Exercise details -
In the data below, how many lines include the string "record"? Give only the number.

Data extracted from a collection
========

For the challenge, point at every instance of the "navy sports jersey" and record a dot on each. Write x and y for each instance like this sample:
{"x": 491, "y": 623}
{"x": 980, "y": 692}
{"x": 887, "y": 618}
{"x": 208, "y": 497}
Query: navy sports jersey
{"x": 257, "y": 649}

========

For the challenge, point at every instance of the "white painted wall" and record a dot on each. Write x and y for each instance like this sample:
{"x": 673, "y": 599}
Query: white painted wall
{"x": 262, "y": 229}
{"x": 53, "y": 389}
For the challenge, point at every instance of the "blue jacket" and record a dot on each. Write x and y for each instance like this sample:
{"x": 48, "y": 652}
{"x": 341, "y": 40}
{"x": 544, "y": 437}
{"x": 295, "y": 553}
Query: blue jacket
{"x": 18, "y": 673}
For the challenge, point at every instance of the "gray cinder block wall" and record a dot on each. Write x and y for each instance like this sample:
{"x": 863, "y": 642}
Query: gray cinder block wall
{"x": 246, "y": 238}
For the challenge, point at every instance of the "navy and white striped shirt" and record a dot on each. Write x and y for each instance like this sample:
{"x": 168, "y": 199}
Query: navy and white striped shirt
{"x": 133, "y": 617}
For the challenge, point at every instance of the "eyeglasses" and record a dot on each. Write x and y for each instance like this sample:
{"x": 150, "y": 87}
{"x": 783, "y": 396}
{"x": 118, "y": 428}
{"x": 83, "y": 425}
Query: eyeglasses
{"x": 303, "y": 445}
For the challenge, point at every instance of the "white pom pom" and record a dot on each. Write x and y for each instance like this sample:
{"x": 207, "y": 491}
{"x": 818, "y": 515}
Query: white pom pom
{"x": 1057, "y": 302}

========

Answer box -
7